Items from a dataset
# # # # # # #

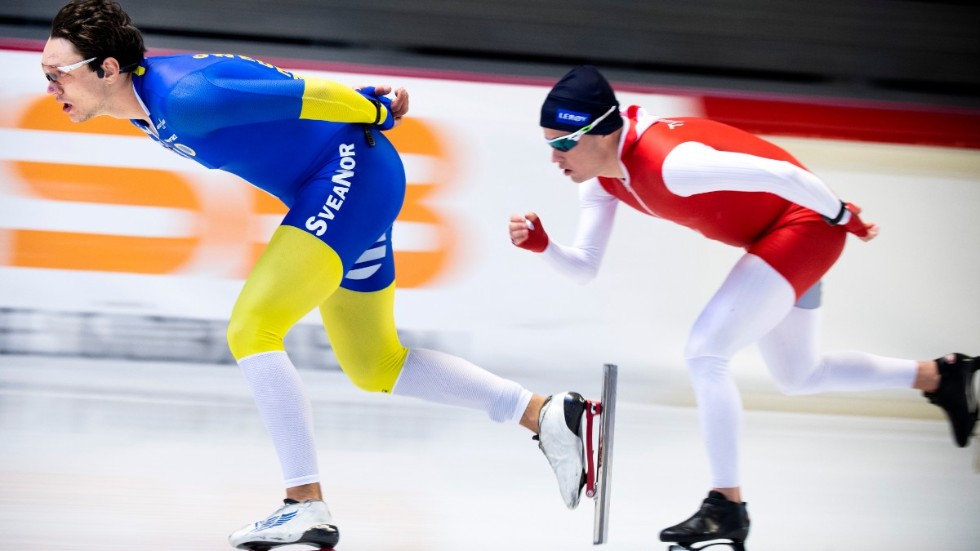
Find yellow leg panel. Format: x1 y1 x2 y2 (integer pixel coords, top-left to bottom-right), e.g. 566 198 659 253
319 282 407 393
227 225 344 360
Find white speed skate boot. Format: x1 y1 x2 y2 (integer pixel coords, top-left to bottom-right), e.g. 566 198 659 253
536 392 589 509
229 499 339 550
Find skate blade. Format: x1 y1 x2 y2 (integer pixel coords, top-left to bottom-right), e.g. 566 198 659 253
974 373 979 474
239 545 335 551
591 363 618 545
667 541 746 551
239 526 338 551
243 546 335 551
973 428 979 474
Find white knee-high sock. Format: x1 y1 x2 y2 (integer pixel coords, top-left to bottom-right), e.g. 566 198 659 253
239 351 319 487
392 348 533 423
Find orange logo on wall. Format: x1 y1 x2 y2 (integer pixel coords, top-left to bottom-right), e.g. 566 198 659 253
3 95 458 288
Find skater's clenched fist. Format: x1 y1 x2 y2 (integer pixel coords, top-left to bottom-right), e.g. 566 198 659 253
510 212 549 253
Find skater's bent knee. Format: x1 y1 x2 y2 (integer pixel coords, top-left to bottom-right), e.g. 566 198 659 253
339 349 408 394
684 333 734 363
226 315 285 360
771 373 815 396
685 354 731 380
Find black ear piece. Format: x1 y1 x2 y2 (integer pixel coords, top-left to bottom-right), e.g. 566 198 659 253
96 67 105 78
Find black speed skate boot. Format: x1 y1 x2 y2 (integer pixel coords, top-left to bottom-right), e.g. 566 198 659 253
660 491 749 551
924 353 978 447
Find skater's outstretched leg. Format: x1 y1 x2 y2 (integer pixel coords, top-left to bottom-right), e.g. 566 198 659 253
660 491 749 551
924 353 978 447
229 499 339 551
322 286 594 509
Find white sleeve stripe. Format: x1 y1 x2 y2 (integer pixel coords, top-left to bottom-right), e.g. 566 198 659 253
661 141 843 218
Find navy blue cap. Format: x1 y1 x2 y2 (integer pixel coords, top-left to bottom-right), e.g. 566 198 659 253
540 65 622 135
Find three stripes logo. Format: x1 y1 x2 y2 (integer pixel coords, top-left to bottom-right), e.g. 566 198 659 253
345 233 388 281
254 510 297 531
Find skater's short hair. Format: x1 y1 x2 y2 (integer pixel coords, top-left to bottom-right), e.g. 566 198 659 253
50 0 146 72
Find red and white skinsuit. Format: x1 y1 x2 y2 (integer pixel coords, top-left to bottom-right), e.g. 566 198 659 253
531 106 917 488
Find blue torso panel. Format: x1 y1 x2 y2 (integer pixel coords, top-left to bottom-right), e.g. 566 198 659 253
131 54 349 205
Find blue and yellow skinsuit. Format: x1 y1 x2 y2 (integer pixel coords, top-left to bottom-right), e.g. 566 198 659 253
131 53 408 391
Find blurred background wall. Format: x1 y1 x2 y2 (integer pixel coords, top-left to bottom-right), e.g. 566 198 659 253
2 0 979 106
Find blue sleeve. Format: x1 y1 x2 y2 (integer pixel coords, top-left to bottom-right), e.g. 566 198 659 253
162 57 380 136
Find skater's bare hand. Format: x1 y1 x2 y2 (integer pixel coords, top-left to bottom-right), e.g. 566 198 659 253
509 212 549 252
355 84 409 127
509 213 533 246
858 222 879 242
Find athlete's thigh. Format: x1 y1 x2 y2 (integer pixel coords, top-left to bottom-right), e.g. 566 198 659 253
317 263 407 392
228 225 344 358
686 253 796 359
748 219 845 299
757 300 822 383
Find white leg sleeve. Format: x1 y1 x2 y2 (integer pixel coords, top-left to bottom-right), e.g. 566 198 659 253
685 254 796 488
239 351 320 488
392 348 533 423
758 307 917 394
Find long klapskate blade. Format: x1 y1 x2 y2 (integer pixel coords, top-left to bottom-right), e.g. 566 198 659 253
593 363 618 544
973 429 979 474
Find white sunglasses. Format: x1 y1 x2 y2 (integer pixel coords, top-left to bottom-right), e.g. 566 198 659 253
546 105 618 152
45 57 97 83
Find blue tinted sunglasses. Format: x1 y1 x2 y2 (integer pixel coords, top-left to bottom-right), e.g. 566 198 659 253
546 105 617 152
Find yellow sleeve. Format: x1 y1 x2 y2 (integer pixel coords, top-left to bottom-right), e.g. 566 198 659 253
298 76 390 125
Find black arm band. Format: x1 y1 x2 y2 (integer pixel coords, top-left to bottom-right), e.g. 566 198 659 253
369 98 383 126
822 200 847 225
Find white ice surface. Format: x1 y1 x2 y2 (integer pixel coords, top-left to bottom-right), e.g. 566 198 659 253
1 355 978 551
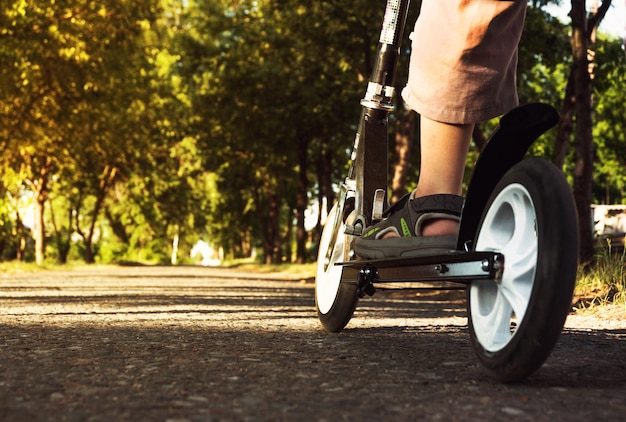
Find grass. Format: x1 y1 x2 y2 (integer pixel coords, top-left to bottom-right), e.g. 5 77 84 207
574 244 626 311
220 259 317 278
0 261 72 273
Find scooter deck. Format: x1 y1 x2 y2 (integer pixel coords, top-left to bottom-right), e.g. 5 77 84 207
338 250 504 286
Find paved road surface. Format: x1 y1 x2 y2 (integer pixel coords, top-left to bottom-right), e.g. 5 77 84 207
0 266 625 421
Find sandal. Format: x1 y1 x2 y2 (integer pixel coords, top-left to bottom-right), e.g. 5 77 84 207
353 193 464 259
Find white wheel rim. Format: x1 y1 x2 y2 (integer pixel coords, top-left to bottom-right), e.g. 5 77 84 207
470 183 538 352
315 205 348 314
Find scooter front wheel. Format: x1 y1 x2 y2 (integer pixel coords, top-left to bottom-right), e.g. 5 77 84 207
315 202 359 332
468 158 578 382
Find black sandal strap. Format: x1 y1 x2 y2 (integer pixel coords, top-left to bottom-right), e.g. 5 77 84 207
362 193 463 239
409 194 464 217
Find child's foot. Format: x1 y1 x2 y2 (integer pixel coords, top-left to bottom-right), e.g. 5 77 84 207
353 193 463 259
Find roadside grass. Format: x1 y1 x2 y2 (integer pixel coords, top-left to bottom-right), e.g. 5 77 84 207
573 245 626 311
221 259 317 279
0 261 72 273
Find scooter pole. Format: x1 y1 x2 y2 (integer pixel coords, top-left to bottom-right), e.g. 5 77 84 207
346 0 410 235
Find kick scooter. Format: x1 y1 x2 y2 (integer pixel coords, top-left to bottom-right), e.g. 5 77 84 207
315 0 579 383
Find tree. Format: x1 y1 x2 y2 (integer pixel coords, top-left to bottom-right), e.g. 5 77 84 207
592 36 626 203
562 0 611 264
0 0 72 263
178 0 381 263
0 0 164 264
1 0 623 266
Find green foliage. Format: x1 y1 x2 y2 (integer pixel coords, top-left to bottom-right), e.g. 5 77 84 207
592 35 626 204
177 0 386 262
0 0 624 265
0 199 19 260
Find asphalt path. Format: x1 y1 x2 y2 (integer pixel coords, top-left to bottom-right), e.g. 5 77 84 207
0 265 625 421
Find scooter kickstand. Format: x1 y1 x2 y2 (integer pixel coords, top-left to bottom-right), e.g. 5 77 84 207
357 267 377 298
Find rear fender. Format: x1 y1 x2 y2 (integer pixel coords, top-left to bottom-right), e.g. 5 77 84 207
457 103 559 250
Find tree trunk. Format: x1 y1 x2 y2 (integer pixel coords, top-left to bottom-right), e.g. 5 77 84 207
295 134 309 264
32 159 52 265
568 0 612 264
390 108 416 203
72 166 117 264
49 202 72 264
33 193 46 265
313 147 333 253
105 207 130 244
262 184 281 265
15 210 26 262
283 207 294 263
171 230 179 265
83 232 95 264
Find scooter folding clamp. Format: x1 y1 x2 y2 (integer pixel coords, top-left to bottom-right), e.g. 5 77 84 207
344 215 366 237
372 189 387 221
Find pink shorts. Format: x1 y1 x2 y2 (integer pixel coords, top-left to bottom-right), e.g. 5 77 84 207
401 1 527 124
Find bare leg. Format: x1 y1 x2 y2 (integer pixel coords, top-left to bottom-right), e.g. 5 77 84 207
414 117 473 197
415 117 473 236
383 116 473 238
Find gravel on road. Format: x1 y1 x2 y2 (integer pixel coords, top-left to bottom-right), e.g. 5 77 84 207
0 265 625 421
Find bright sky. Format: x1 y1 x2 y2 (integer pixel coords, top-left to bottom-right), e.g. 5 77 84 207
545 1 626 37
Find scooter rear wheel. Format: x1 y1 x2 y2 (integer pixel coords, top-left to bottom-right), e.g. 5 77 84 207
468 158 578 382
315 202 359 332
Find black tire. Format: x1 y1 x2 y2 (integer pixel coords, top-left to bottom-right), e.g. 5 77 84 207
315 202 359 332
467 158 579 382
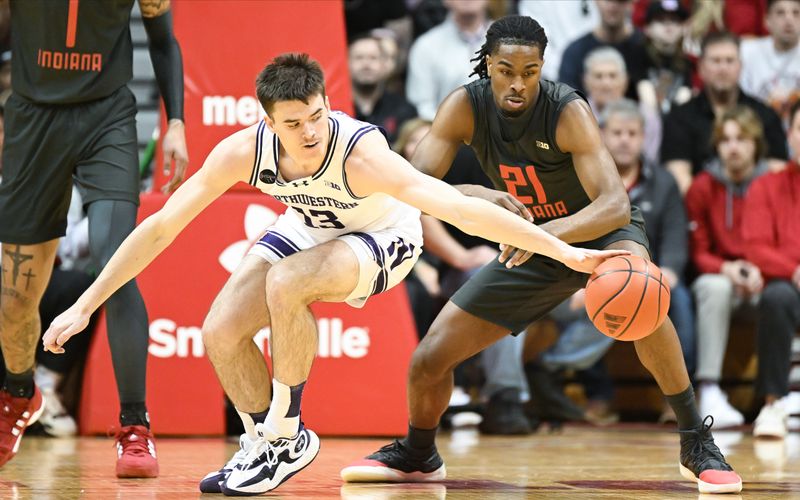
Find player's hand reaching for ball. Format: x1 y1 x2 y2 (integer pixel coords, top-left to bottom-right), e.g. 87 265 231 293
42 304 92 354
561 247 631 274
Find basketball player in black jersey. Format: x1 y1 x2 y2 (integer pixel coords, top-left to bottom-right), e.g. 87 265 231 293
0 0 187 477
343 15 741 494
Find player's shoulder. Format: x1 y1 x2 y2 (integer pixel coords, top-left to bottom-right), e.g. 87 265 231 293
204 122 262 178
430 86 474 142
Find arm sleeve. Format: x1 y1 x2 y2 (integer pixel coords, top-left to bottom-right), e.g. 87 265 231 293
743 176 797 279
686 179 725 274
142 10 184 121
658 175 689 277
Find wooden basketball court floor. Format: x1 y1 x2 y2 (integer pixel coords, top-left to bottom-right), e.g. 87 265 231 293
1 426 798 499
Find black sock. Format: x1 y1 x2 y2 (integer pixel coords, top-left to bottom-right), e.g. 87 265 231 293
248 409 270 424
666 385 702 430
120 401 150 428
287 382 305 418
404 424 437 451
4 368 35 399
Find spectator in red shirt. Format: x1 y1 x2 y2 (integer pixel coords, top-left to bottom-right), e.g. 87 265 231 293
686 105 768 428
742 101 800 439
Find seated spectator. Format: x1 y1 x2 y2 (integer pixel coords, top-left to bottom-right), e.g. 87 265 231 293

# # # # # # #

#### What is expected:
Every line from the one containing "Find wooden basketball" through the last line of the entries above must be output exactly. Leave the rest out.

#### Solution for this task:
Find wooden basketball court floor. Format: x1 y1 x2 y2 (integer pixel coords, top-left to bottom-right), e.g. 87 265 231 293
1 426 798 499
Find black sock. Format: x1 y1 x2 y2 (integer pixel coords, top-left to bottom-right), e.g. 87 265 231 293
248 409 270 424
666 385 702 430
120 401 150 428
287 382 305 418
404 424 437 451
4 368 35 399
Find spectator in red shirt. Format: x1 y1 x2 y2 (integer pixel coords, top-left to bottom-right), e.g. 87 265 231 293
686 105 768 428
742 101 800 439
Find seated spectator. Format: x1 y1 x2 y2 (integer pixel coords, top-left to bottom-right), e.g. 87 265 231 293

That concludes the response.